The easement being created by indenture with mutual covenants binding upon the heirs and assigns of both parties, the party entitled to enjoy it at the place designated may maintain an action for its disturbance. For all purposes of enjoyment and of maintaining the right to enjoy, it is annexed to the plaintiff's estate, and is a charge upon the lands of the defendants. White v. Crawford, 10 Mass. 183, 188; Bowen V. Conner, 6 Cush. 132, 137. It is too well established to require an extended consideration of the authorities, that a grantor has no right to derogate from his own grant, and that there is always an implied covenant that he will do no act to interfere with, prevent or diminish the full enjoyment of the right granted. Dexter v. Manley, 4 Cush. 14. It is misfeasance in a grantor to defeat the grant by a voluntary act on his part. The distinction was taken in an early case between the disturbance on the part of a grantor, by his own act, of an easement conveyed by him, and an alleged failure on his part to do some act, which not being done, the easement became worthless. As where the grantor of a way or a watercourse, or the right to draw water at a pump, cannot stop the way or the watercourse, or remove or destroy the pump, but is not bound to keep them in repair. Pomfret v. Ricroft, 1 Saund. 321. By such act the grantor attempts to exercise control over the thing granted, in derogation of his grant, in violation of the implied covenant that the grantee may enjoy it as against him. As when one covenants that another shall have a certain amount of wood annually, and the covenantor destroys all the wood, an action lies against him. And when a lessee covenanted that at the seasons for burning lime he would supply the lessor with lime at a certain price, it was held there was an implied covenant that he would burn lime

at all such seasons, and that it was no defence that at one season no lime was burned, so that the lessor could not be supplied. Shrewsbury v. Gould, 2 B. & Ald. 487; Sampson v. Easterby, 9 B. & C. 505; Saltoun v. Houstoun, 1 Bing. 433.

Applying these principles to the present case, it is clear, in the absence of a distinct provision to the contrary, that there is an implied covenant in the first, second and third clauses of the indenture, that Amidon, his heirs and assigns, shall have the right, as long as the water runs in the main pipe, to draw a sufficient supply for the families occupying the house of the plaintiff, without any disturbance by Negus or those claiming under him. The words, "so much water as

may be necessary for the supply," &c., &c., are not to be construed as merely a restriction on its use by the grantor, as contended by the defendants. They determine the extent of the use, apply to the grantor as well as the grantee, and indicate the measure of the rights of both parties. While the grantee may not use more than is required for the supply of the house, the grantor cannot limit or restrict the supply below that quantity. The words of a covenantor, or of a grantor, are to be construed more strictly as against himself. If by any act of Negus, or those claiming his estate, the supply is stopped or materially diminished, an action will lie. Nor is it necessary that the act should be done by the owner in person. It is no less the act of the owner, when done by another acting under his permission or authority; and the granting permission by an oral agreement to Bugbee to draw the water as alleged, and thereby to deprive the plaintiff of the enjoyment of the easement, is a breach of the covenants of the indenture by the defendants.

________________

* To-do item a *
Reproduce verbatim everything in the rows from the first line down through the line containing "positive clicks: (88, 420) (87, 422)", with both of those lines included.

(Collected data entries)
________________

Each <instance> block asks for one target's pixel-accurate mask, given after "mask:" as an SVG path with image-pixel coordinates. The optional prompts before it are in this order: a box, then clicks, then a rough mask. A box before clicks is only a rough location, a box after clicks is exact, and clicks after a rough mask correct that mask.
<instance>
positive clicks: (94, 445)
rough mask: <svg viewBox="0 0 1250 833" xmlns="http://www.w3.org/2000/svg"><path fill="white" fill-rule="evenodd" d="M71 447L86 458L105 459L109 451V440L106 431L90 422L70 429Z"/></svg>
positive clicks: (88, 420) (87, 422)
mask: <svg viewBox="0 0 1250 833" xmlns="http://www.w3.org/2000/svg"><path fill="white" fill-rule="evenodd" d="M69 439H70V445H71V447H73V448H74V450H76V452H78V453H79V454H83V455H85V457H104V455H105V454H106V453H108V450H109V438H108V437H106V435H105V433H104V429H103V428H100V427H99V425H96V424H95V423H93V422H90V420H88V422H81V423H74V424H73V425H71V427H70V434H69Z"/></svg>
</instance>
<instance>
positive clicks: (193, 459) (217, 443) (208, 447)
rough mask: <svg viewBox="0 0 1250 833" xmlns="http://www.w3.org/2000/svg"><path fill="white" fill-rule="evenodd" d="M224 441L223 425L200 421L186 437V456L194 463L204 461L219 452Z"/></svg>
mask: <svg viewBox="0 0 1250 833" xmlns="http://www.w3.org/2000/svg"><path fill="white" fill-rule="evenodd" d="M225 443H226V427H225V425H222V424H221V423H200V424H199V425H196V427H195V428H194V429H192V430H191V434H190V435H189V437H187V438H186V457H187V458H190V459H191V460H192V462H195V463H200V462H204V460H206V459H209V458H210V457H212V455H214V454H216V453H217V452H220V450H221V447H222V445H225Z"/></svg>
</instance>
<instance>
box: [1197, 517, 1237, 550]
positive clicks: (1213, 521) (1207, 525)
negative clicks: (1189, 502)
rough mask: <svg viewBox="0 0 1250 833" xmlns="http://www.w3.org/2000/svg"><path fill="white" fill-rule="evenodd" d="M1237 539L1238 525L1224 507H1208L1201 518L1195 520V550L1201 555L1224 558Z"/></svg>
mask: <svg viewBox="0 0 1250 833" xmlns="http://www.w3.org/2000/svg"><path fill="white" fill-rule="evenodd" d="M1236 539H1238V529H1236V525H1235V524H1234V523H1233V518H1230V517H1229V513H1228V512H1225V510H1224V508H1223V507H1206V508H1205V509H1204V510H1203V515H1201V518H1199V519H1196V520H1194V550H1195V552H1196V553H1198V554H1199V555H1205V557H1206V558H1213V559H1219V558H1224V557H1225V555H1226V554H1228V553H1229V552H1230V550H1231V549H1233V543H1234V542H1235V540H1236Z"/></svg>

________________

* To-do item b *
According to the passage on the water easement, to whom was permission to draw the water granted by an oral agreement?

* Task solution a *
Each <instance> block asks for one target's pixel-accurate mask, given after "mask:" as an SVG path with image-pixel coordinates. The optional prompts before it are in this order: a box, then clicks, then a rough mask. A box before clicks is only a rough location, a box after clicks is exact, and clicks after a rough mask correct that mask.
<instance>
positive clicks: (94, 445)
rough mask: <svg viewBox="0 0 1250 833" xmlns="http://www.w3.org/2000/svg"><path fill="white" fill-rule="evenodd" d="M71 447L86 458L105 459L109 451V440L106 431L90 422L70 429Z"/></svg>
positive clicks: (88, 420) (87, 422)

* Task solution b *
Bugbee.